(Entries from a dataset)
┄┄┄┄┄┄
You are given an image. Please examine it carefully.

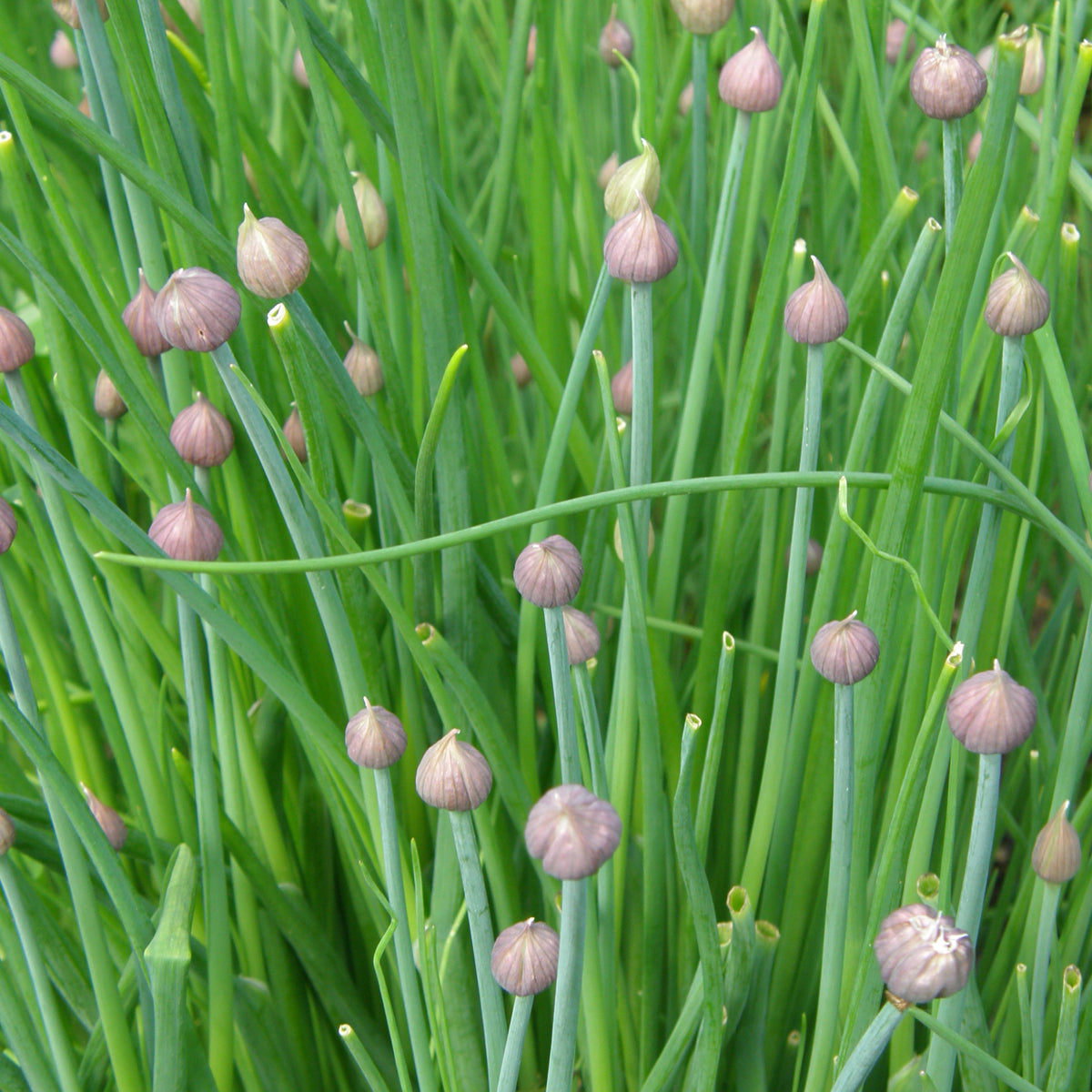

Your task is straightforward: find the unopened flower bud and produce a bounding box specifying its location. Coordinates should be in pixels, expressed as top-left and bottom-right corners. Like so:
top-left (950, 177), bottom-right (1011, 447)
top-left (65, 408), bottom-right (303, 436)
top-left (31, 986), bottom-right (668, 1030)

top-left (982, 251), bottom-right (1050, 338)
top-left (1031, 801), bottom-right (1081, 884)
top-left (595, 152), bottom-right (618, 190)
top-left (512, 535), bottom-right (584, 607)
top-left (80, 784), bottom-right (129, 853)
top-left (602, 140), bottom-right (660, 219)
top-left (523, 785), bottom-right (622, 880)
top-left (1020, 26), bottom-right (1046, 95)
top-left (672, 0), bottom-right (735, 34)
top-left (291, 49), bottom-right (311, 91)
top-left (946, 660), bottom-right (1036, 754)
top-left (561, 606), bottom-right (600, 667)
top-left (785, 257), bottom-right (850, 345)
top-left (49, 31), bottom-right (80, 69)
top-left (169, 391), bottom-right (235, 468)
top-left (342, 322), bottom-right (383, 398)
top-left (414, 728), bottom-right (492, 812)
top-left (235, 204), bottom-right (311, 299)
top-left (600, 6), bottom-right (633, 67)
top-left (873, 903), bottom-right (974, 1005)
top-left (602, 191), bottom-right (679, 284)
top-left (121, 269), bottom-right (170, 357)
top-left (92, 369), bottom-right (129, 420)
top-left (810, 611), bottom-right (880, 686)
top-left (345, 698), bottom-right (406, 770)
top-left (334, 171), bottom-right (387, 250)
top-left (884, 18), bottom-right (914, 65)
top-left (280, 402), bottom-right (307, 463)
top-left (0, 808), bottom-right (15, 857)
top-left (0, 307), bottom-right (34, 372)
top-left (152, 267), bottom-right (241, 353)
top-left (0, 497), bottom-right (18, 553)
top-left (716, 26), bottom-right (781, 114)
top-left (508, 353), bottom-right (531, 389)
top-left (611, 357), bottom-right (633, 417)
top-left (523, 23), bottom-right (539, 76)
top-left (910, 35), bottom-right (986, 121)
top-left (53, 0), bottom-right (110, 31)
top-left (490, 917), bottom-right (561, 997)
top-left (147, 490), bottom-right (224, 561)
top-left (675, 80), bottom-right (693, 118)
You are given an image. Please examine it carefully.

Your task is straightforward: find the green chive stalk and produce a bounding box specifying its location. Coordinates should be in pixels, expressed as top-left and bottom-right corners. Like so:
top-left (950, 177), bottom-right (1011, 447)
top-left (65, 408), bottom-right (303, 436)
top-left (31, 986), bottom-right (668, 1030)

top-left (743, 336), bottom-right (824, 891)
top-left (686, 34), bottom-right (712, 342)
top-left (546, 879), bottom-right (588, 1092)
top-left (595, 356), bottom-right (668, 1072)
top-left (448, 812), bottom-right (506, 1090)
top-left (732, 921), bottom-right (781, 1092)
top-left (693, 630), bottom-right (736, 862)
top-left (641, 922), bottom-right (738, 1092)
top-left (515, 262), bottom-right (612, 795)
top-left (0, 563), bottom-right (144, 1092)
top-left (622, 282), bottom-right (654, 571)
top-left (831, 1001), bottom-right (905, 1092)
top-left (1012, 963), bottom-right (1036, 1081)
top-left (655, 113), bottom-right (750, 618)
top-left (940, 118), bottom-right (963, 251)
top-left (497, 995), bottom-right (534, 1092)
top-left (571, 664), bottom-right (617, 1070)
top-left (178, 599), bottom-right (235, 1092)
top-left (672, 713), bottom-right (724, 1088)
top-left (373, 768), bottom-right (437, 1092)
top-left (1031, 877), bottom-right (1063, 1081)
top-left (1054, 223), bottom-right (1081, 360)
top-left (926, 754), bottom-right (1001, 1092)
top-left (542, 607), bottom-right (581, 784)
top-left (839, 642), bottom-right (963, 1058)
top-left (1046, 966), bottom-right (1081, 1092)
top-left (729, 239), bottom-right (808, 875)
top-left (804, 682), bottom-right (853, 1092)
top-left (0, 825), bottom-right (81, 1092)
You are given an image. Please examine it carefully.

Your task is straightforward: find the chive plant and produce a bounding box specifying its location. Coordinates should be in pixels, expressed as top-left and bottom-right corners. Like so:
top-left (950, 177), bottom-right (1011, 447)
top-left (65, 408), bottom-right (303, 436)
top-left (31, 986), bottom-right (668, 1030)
┄┄┄┄┄┄
• **YOUR GOAL**:
Could you rewrite the entries, starting at the beginning of the entries and ending at the line that contains "top-left (512, 535), bottom-right (584, 607)", with both ends included? Scale every coordinate in the answers by 1.1 and round to whole numbers, halves up, while keeping the requests and their sample coordinates unchanged and leaving the pictures out.

• **RESULT BELOW**:
You are given an image. Please examine it carefully.


Your task is straightforward: find the unopened flower bud and produce a bounding box specifying its location. Coordinates should be in pixels, expressed as top-left and bottom-right corners. Like so:
top-left (950, 177), bottom-right (1011, 447)
top-left (65, 408), bottom-right (303, 436)
top-left (31, 986), bottom-right (668, 1030)

top-left (1080, 276), bottom-right (1155, 372)
top-left (1134, 881), bottom-right (1189, 972)
top-left (655, 167), bottom-right (680, 209)
top-left (563, 589), bottom-right (642, 668)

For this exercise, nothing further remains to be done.